Cooperation between Tajikistan and Georgia has great potential.  In particular, Tajikistan could benefit from Georgia’s successful reform experience, including police reforms and the integration of national minorities, Navrouz Karimov, a member of the CABAR.asia School of Analytics, noted on September 25.

Tajikistan and Georgia are reportedly similar in many ways.  Both countries were once part of the Soviet Union; the territories are predominantly mountainous and are in Russia’s sphere of interest.  Unlike Tajikistan, which has chosen to remain a loyal ally of Russia, Georgia has always tried to move toward the West.

The first years of independence saw civil wars for power in both countries, which lasted until 1993 in Georgia and until 1997 in Tajikistan.

Emomali Rahmon, who assumed the presidency in Tajikistan in 1994, has been in power unchallenged to this day.  In Georgia, on the other hand, the opposition is still active and power changes periodically.

The conditions for reforms in Georgia were reportedly formed by the so-called “Rose Revolution” of 2003, during which the corrupt regime of President Eduard Shevardnadze was overthrown.  President Mikheil Saakashvili, who won the elections, introduced a series of reforms in the legislative, executive, and judicial branches of power.

Amid euphoria and popular thirst for change, these reforms have reportedly been swift, not always successful. But Saakashvili was able to significantly reduce the level of corruption in the country.

In Transparency International’s 2021 Corruption Perception Index, Georgia ranks 55th, while Tajikistan ranks 150th.  And in the World Bank’s 2020 Ease of Doing Business, Georgia ranks 7th, while Tajikistan is 106th.

The analyst notes that Tajikistan’s low development indicators in relation to Georgia can be explained by the fact that the reforms implemented in Tajikistan are fragmented, often their potential is not realized, and changes remain only on paper.

▸ **Record set**
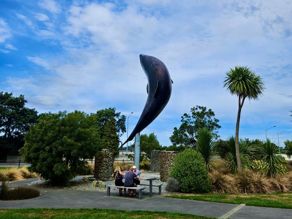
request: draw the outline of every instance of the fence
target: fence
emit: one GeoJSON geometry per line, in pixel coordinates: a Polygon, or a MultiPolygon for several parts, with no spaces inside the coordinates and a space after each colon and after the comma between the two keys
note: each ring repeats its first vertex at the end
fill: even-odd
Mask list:
{"type": "Polygon", "coordinates": [[[13,166],[13,165],[18,165],[18,167],[20,167],[20,165],[24,166],[25,164],[30,165],[30,164],[28,163],[23,163],[23,161],[18,160],[0,160],[0,166],[13,166]]]}

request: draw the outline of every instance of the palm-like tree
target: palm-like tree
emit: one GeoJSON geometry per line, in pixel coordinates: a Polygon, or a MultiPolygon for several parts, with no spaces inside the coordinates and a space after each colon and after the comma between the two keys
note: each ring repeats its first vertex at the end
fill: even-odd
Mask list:
{"type": "Polygon", "coordinates": [[[205,166],[207,170],[213,169],[212,159],[217,155],[213,141],[213,134],[206,127],[203,127],[198,131],[197,138],[197,150],[201,153],[205,161],[205,166]]]}
{"type": "Polygon", "coordinates": [[[238,66],[230,68],[226,72],[226,77],[223,82],[223,87],[226,87],[232,95],[238,98],[238,112],[235,130],[235,143],[236,160],[238,171],[242,168],[240,160],[239,143],[239,123],[241,110],[244,100],[258,100],[265,88],[265,83],[259,75],[246,66],[238,66]]]}

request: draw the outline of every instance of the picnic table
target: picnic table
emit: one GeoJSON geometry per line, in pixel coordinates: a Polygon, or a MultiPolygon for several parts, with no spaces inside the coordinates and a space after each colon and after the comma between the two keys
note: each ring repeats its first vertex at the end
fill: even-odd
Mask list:
{"type": "MultiPolygon", "coordinates": [[[[156,177],[139,177],[139,179],[140,180],[147,180],[148,181],[149,181],[149,197],[152,197],[153,196],[152,194],[152,181],[153,180],[155,180],[157,179],[157,178],[156,177]]],[[[143,184],[140,184],[140,185],[142,185],[143,184]]],[[[144,185],[148,185],[143,184],[144,185]]]]}

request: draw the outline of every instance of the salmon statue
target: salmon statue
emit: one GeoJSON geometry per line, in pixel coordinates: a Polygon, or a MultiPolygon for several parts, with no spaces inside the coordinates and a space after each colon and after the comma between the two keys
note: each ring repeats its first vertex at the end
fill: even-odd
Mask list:
{"type": "Polygon", "coordinates": [[[173,84],[165,65],[157,58],[141,54],[140,62],[148,81],[147,100],[137,124],[121,146],[131,140],[158,116],[170,98],[173,84]]]}

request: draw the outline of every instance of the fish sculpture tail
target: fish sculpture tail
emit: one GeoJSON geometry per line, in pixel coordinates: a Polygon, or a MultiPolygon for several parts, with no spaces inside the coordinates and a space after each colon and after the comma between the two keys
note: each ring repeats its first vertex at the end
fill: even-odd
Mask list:
{"type": "Polygon", "coordinates": [[[168,102],[172,80],[165,65],[157,58],[141,54],[140,62],[146,75],[148,96],[144,109],[134,130],[121,147],[133,140],[158,116],[168,102]]]}

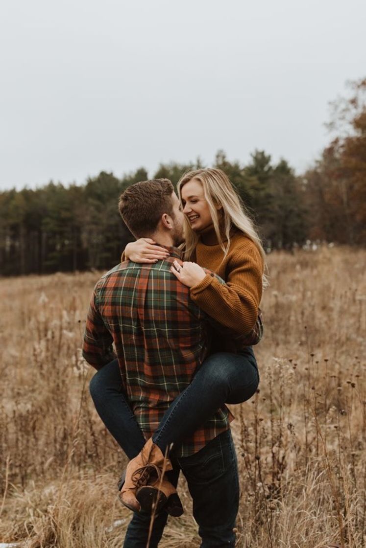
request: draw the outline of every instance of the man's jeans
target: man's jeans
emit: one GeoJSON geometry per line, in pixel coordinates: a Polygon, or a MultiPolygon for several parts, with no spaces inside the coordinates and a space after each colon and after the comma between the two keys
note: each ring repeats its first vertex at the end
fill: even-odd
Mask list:
{"type": "MultiPolygon", "coordinates": [[[[212,354],[165,412],[153,436],[154,443],[163,453],[171,444],[177,446],[224,403],[240,403],[251,398],[258,383],[251,347],[240,354],[212,354]]],[[[89,388],[99,416],[128,458],[133,459],[145,439],[124,393],[117,360],[102,367],[89,388]]]]}
{"type": "MultiPolygon", "coordinates": [[[[235,448],[230,430],[215,438],[190,456],[172,458],[169,479],[177,485],[179,470],[185,476],[193,501],[193,516],[199,526],[201,548],[235,545],[239,508],[239,478],[235,448]]],[[[150,543],[156,548],[167,519],[164,511],[155,520],[150,543]]],[[[123,548],[146,548],[150,516],[134,513],[127,528],[123,548]]]]}
{"type": "MultiPolygon", "coordinates": [[[[254,354],[250,347],[240,354],[220,352],[209,356],[191,384],[174,399],[153,437],[163,453],[171,443],[178,445],[209,419],[225,403],[239,403],[255,393],[259,383],[254,354]]],[[[107,364],[93,377],[90,392],[95,408],[129,459],[140,452],[145,441],[122,386],[117,360],[107,364]]],[[[230,432],[225,432],[190,456],[174,458],[168,474],[176,485],[179,469],[188,483],[193,513],[199,527],[202,548],[234,545],[232,532],[238,512],[237,460],[230,432]]],[[[167,516],[157,517],[154,541],[157,545],[167,516]]],[[[134,515],[124,548],[145,548],[150,516],[134,515]]]]}

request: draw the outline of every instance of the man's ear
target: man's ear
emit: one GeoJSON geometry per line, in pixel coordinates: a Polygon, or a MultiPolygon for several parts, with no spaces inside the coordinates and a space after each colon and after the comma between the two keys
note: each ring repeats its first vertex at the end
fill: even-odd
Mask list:
{"type": "Polygon", "coordinates": [[[160,219],[160,222],[161,223],[161,226],[164,229],[167,229],[168,230],[171,230],[173,228],[172,218],[167,213],[163,213],[160,219]]]}

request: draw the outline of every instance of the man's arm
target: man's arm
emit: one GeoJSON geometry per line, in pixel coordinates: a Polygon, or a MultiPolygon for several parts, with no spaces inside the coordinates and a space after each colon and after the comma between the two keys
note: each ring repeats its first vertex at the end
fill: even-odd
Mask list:
{"type": "Polygon", "coordinates": [[[96,369],[100,369],[116,357],[113,338],[105,327],[96,304],[96,288],[91,301],[83,341],[83,357],[96,369]]]}

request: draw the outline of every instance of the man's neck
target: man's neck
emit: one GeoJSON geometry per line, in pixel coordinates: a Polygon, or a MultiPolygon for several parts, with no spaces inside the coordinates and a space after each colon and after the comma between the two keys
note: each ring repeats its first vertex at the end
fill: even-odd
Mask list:
{"type": "Polygon", "coordinates": [[[169,233],[165,232],[157,232],[155,234],[152,234],[149,237],[156,242],[160,246],[165,246],[166,247],[174,247],[174,242],[173,238],[169,233]]]}

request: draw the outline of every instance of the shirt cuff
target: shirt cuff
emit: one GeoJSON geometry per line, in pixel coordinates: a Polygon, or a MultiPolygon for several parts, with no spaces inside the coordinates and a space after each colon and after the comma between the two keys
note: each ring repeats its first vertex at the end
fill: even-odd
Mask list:
{"type": "Polygon", "coordinates": [[[192,286],[190,288],[190,292],[191,295],[196,295],[197,293],[200,293],[201,291],[205,289],[206,287],[210,286],[215,279],[215,276],[213,274],[206,274],[202,281],[200,282],[199,283],[196,284],[195,286],[192,286]]]}

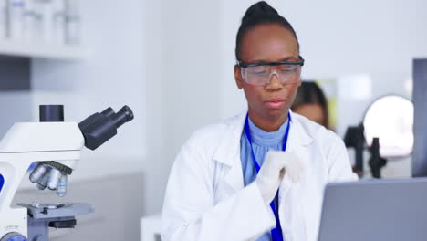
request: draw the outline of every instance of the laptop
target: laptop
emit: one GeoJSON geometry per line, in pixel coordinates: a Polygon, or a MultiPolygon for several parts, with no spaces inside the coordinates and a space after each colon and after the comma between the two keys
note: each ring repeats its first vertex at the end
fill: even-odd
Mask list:
{"type": "Polygon", "coordinates": [[[318,241],[427,240],[427,178],[326,186],[318,241]]]}

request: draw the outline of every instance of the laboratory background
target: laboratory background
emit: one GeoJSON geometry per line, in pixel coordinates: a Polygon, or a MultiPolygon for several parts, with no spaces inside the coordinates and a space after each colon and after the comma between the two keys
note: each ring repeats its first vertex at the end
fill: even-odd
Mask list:
{"type": "MultiPolygon", "coordinates": [[[[63,105],[66,121],[124,105],[134,114],[104,145],[83,149],[66,197],[22,179],[14,203],[78,202],[95,210],[73,229],[50,230],[50,240],[160,240],[181,146],[197,129],[246,108],[234,82],[235,35],[255,2],[0,0],[0,139],[16,122],[38,121],[40,105],[63,105]]],[[[408,117],[411,131],[405,115],[413,115],[414,66],[427,59],[426,1],[267,2],[296,29],[302,79],[323,88],[342,139],[388,95],[411,100],[387,108],[408,117]]],[[[382,178],[412,175],[413,137],[397,138],[406,152],[387,158],[382,178]]],[[[346,144],[355,165],[352,140],[346,144]]],[[[363,178],[371,178],[369,148],[361,155],[363,178]]]]}

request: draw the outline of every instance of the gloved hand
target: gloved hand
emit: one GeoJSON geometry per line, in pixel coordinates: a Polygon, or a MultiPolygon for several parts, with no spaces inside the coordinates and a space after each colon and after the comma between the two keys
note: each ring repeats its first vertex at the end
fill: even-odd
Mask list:
{"type": "Polygon", "coordinates": [[[47,187],[51,191],[57,191],[58,196],[65,196],[67,194],[67,173],[61,173],[51,165],[38,163],[29,179],[32,183],[37,183],[37,188],[40,190],[47,187]]]}
{"type": "Polygon", "coordinates": [[[304,164],[295,153],[269,151],[255,179],[266,204],[269,204],[275,198],[285,174],[289,175],[293,183],[297,183],[303,170],[304,164]]]}

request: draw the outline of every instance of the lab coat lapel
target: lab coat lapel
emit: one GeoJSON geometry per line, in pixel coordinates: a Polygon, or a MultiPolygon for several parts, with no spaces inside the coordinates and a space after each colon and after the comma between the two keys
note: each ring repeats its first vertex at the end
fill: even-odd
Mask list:
{"type": "Polygon", "coordinates": [[[227,132],[230,135],[224,137],[214,157],[215,161],[228,167],[228,171],[224,174],[224,181],[234,191],[245,187],[240,161],[240,139],[246,114],[247,111],[245,111],[230,121],[227,127],[229,129],[227,132]]]}
{"type": "MultiPolygon", "coordinates": [[[[295,114],[291,112],[291,116],[294,117],[295,114]]],[[[312,141],[297,118],[294,117],[289,130],[286,152],[296,153],[300,162],[304,162],[306,168],[309,163],[307,162],[309,152],[307,147],[312,141]]],[[[307,178],[305,173],[300,182],[297,183],[292,183],[286,175],[279,187],[280,225],[286,240],[307,240],[307,217],[304,211],[307,200],[302,200],[304,197],[303,186],[307,178]]]]}

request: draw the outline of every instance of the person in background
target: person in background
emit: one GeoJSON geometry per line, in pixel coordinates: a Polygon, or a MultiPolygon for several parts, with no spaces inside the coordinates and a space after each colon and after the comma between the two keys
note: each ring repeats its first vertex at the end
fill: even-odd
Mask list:
{"type": "Polygon", "coordinates": [[[326,129],[330,129],[328,100],[316,82],[302,82],[291,110],[326,129]]]}

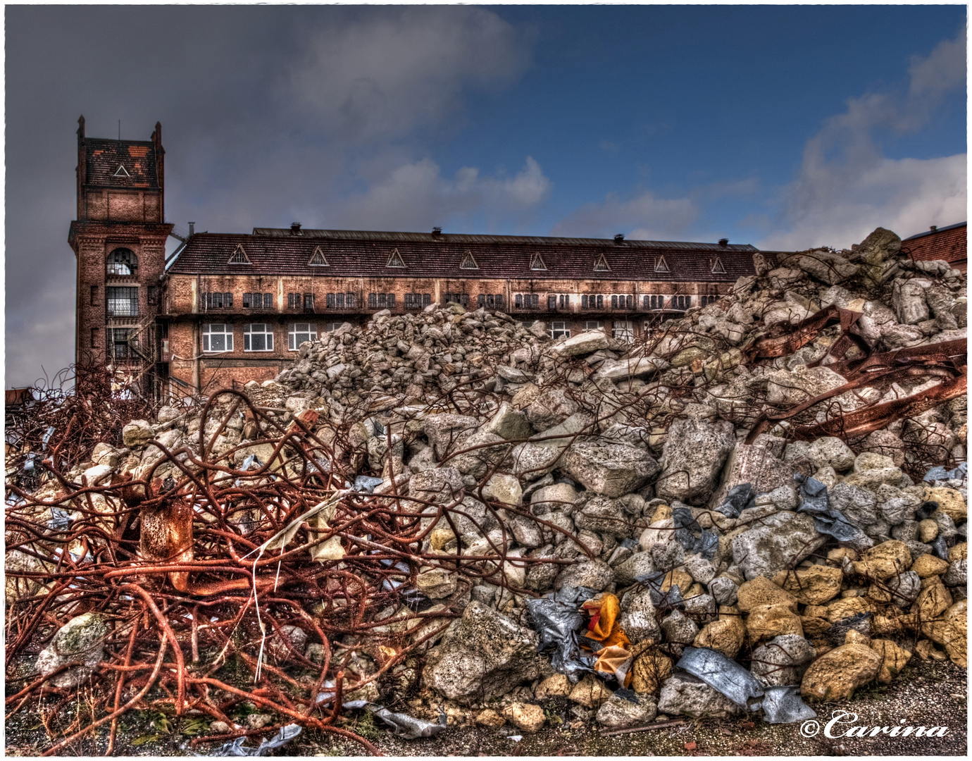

▸ **Work instruction 1**
Swap "Soviet Union" for "USSR" in the text on Tajikistan and Georgia, copying it from "Cooperation between Tajikistan" to "1997 in Tajikistan.".
▸ **Work instruction 2**
In the text on Tajikistan and Georgia, what year did Emomali Rahmon assume the presidency?
▸ **Work instruction 3**
Carry on the text on Tajikistan and Georgia from the point where it stops.
The listing plays no part in this work.

▸ **Exercise response 1**
Cooperation between Tajikistan and Georgia has great potential.  In particular, Tajikistan could benefit from Georgia’s successful reform experience, including police reforms and the integration of national minorities, Navrouz Karimov, a member of the CABAR.asia School of Analytics, noted on September 25.

Tajikistan and Georgia are reportedly similar in many ways.  Both countries were once part of the USSR; the territories are predominantly mountainous and are in Russia’s sphere of interest.  Unlike Tajikistan, which has chosen to remain a loyal ally of Russia, Georgia has always tried to move toward the West.

The first years of independence saw civil wars for power in both countries, which lasted until 1993 in Georgia and until 1997 in Tajikistan.

▸ **Exercise response 2**
1994

▸ **Exercise response 3**
The article says Georgia’s experience with the integration of ethnic minorities is a worthwhile topic of research.  Especially because it takes place in conditions when about 20% of Georgian territories – Abkhazia and South Ossetia – are occupied by Russia.  Being in isolation, the state program for the integration of national minorities does not apply to the residents of these territories. But the government is reportedly trying to create the necessary infrastructure on the borders of Abkhazia and South Ossetia by building hospitals there.

In addition, there has reportedly been an attempt to issue so-called neutral passports, recognized by the UN, in which citizenship is not specified, but they allow residents of the self-proclaimed republics to visit a limited number of foreign countries.  The idea was that minorities who did not want Georgian citizenship, for the time being, would agree to an intermediate (neutral) document and refuse Russian passports.

This idea, however, did not become popular because the neutral document gave no preferences, while the Russian passport allowed people to receive salaries and pensions. In addition, people still perceived these passports as Georgian.

The educational program “4+1” which allowed applicants from national minorities to take general knowledge examinations in their native language can be considered more successful.  And before passing to profile disciplines – students have to study the Georgian language for 1 year.

There are also separate public organizations in Georgia that deal with issues of ethnic minorities.

In Tajikistan, issues of integration of national minorities do not receive as much attention as “national unity”.  According to Karimov, it can only be assumed that the Tajik authorities fear a split in society and the emergence of conflict situations.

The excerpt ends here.